## Required tasks
(A) Rewrite the interview excerpt between "No. I mean, the" and "holding a phone.", inclusive, putting "bonnet" in place of "petticoat".
(B) According to the interview excerpt, how many parts did the Daisy Miller section end up having?

## Page excerpt
★ ★ ★
Did the final manuscript change much between when you initially wrote the book and after that year passed?

Yeah. It changed a couple of times, because at first I was willing to try to change it. It became clear in those drafts that my heart wasn’t in it, and I wasn’t doing as good of a job. But from beginning to end, I would say it changed maybe… 30 percent? That’s a totally made up number.

There were a few that I went back and did more of. Like, Daisy Miller ended up being a four-parter, which is really funny because I don’t think of Daisy Miller as being one of the biggest names in the canon. But something about that book really cracks me up. Everyone is such a dick to Daisy Miller! And she literally dies from having a friend who’s Italian. That’s what kills her, is she befriends an Italian man and goes outside. And she dies! That’s hilarious to me.

What were the other formats you played around with?

Oh, God. I don’t even remember. It was the same thing, but it wasn’t text messages—it was notes, or letters, or like, telegrams. That kind of stuff. And that felt really clunky. The thing about this is, obviously, it sounds really gimmicky. And it is really gimmicky. But the heart of the joke is not, “What if people had phones, but in the past?!”

“I think it’d sound a little something like this.”

Exactly. The concept is just getting to the essence of these characters and what makes them memorable, and also terrible. It’s all very rooted in how all these characters actually behaved. It’s not just jokes about emojis.

That doesn’t even really play into it at all.

No. I mean, the text stuff’s the vehicle, but it could pretty easily just be deleted scenes from literary history. The joke is always about the character, never about how funny it would be to see someone in a petticoat holding a phone.

As I was reading it, I was kind of hoping that a text conversation with Ghost might sneak through.

Ghost! I miss him! Is that weird? I miss him, even though I invented him. I feel a lot of tenderness toward him. I don’t write a lot of stuff that is sad, or that is tender and affectionate, so that has a very special place in my heart. Usually my writing is very over the top and bombastic, and very like, “I’m amazing! Look at me!” I wish you could describe the voice I’m doing in print, but you can’t. Aw. Little buddy.

Do you feel like you’re kind of done with texts for now?
★ ★ ★
## Given information
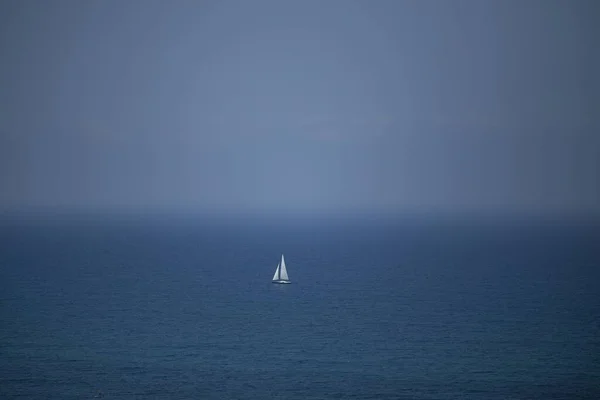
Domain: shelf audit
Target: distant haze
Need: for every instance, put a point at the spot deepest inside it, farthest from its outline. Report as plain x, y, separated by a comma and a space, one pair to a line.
309, 105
★ ★ ★
## Answers given
(A)
No. I mean, the text stuff’s the vehicle, but it could pretty easily just be deleted scenes from literary history. The joke is always about the character, never about how funny it would be to see someone in a bonnet holding a phone.

(B) Four.